_ACTIVITY:_ Retype exactly the lines below, beginning with the first and ending with the line where "task | indicate the green" appears.

_SUPPLIED MATERIAL:_
Content starts
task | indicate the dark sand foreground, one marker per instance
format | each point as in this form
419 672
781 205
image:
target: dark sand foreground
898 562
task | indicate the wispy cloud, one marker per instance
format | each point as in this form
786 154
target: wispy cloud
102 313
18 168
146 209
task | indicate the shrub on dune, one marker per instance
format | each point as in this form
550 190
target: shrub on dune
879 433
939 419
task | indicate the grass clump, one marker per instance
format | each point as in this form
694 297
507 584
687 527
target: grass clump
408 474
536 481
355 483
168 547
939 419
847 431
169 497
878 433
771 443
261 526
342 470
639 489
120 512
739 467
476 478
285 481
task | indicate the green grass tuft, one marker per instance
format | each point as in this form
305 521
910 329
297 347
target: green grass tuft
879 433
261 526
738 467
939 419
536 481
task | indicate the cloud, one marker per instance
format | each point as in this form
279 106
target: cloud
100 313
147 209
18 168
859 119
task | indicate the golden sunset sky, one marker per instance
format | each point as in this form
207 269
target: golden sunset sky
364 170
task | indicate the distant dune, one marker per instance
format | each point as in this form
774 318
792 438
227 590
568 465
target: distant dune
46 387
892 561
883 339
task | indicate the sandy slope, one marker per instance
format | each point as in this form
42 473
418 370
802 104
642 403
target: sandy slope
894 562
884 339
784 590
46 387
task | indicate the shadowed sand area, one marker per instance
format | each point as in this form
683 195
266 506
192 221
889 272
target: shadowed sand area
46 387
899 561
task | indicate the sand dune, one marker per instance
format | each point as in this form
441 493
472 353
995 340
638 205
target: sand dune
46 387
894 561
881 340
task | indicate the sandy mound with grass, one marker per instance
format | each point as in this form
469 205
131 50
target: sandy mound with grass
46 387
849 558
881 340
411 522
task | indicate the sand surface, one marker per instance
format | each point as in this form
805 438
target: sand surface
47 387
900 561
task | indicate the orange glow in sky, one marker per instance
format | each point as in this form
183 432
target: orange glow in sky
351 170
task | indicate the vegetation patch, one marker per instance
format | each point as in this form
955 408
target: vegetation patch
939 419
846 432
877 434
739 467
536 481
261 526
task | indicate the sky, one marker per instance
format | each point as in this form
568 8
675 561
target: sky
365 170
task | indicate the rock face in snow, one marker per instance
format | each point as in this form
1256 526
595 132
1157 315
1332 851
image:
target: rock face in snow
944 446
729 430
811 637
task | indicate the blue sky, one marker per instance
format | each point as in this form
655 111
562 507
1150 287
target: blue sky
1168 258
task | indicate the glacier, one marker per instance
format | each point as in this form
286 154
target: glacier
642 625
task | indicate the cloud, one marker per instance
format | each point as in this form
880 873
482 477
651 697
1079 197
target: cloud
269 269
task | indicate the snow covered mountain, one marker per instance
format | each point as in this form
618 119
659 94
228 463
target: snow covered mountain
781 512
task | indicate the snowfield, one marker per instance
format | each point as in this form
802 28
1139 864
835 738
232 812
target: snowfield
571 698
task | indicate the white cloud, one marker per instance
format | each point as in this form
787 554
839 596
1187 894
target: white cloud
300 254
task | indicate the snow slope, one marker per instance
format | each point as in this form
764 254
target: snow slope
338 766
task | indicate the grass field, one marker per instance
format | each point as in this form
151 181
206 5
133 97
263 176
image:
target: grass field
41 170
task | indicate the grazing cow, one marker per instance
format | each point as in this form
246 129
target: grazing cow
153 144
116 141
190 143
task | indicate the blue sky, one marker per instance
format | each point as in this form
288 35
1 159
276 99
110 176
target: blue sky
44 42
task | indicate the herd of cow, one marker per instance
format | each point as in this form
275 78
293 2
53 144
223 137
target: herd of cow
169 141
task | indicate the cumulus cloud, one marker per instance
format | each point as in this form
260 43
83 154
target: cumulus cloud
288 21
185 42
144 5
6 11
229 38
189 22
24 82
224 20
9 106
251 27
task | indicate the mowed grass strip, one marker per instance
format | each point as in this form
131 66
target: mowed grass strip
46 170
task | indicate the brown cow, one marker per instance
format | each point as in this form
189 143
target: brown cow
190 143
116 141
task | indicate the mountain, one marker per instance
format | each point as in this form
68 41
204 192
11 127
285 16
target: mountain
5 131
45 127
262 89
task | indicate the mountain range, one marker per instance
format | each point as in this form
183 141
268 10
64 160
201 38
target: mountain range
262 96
Content ends
_WRITTEN ANSWER:_
task | indicate the dark sand foreground, one marker per instance
format | each point as in this form
419 672
781 205
image:
target: dark sand foreground
898 562
task | indicate the wispy cloud, one marker per instance
format | each point as in this form
786 154
target: wispy cloud
102 313
18 168
146 209
task | indicate the shrub on dune, one marker per instance
format | each point as in this form
550 190
target: shrub on dune
879 433
939 419
task | indicate the grass clump, one marker per instance
format | each point as in this form
694 297
507 584
687 527
target: grass clump
408 474
536 481
355 483
168 547
939 419
847 431
169 497
878 433
771 443
261 526
342 470
639 489
120 512
739 467
476 478
285 481
task | indicate the green grass tuft, one marker per instance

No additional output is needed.